[Items from a dataset]
>>

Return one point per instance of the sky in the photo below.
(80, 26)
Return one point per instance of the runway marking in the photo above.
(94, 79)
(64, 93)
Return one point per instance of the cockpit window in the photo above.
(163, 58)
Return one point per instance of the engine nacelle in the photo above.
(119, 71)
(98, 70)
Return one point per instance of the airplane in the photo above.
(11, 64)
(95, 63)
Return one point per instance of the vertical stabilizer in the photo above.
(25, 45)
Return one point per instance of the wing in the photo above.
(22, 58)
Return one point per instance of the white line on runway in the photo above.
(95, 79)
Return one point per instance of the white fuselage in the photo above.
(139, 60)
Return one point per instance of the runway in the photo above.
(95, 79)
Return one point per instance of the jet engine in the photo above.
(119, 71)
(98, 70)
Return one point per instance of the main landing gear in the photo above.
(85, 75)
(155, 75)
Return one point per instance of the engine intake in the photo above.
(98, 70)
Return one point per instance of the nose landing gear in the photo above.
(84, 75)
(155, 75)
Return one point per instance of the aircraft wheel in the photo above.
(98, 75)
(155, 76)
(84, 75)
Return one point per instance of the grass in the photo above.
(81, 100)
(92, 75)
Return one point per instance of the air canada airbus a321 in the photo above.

<<
>>

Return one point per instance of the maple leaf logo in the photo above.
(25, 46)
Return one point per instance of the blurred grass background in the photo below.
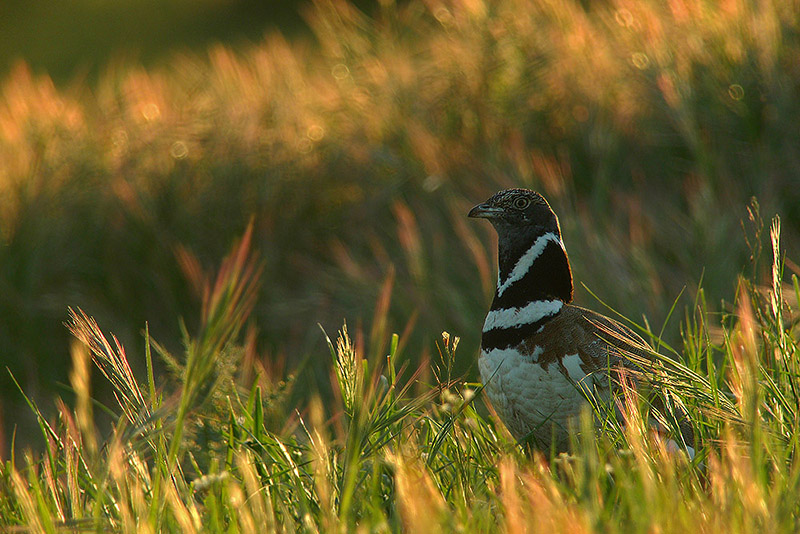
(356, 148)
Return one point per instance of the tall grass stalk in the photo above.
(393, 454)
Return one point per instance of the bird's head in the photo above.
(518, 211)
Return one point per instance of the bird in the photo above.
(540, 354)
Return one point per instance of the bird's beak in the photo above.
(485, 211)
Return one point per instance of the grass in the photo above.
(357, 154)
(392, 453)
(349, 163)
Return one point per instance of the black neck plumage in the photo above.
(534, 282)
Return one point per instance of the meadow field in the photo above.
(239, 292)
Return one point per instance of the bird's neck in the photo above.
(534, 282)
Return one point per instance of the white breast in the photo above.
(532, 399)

<<

■ Prompt ■
Keeping every character as it is, restate the lines above that run from the line with "Return one point per instance of the aircraft" through the line with "Return one point per instance of the air canada", both included, and nothing else.

■ Exercise response ■
Return one point per instance of the aircraft wheel in the photo above.
(98, 75)
(155, 76)
(84, 75)
Return one point per instance of the grass in the photo above.
(81, 100)
(92, 75)
Return one point per instance of the air canada airbus a321 in the photo above.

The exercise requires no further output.